= THE TASK =
Can you write out everything from the line containing "Autonomous forklift vision pipeline — detect the chicken" down to the line containing "186,706,260,763", leaving out the picture and keeping the request text and its format sample unchanged? Multiply each bounding-box coordinate in the answers by 0.25 and round it to a whole number, with halves rounding up.

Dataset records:
>>>

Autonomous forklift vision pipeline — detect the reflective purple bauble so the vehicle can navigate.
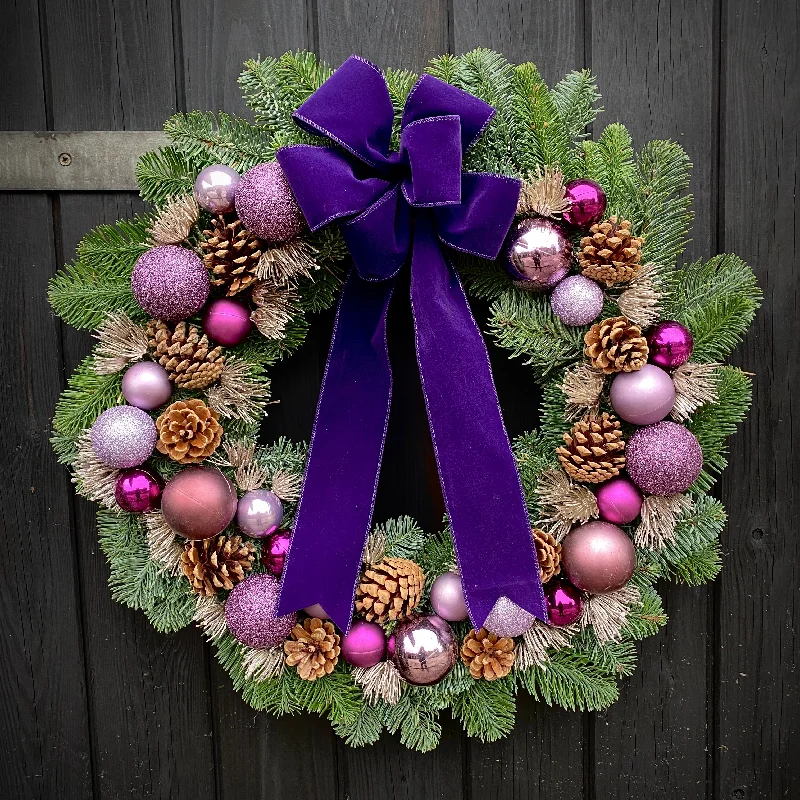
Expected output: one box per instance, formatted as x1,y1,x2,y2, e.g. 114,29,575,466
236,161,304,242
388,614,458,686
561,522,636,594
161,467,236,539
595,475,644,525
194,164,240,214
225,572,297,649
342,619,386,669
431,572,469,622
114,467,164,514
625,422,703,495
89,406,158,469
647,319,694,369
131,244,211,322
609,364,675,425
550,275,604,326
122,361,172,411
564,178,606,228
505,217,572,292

<<<
>>>

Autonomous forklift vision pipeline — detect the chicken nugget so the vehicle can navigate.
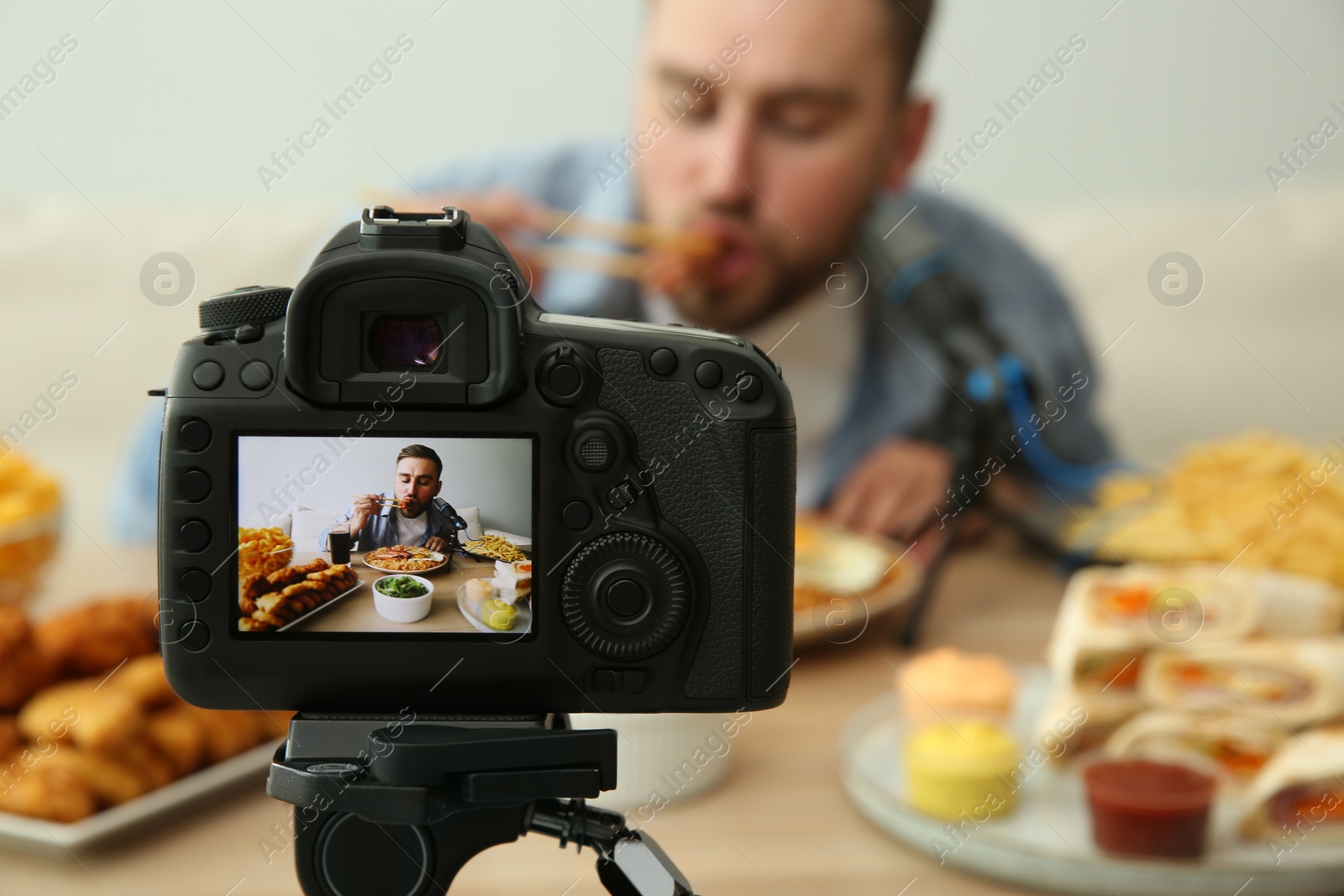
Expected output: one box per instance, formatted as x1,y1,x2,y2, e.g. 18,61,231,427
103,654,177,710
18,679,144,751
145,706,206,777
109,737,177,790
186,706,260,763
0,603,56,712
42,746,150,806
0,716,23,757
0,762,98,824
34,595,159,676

<<<

= SOLUTION BELOW =
Autonomous forklift vision pipeline — detect the chicken nugget so the vehicle can navigate.
Expected output: one box per instance, formatted as x1,y1,x2,y2, e.g. 18,61,231,427
26,164,44,178
5,170,36,188
36,177,52,194
27,184,44,198
47,177,65,191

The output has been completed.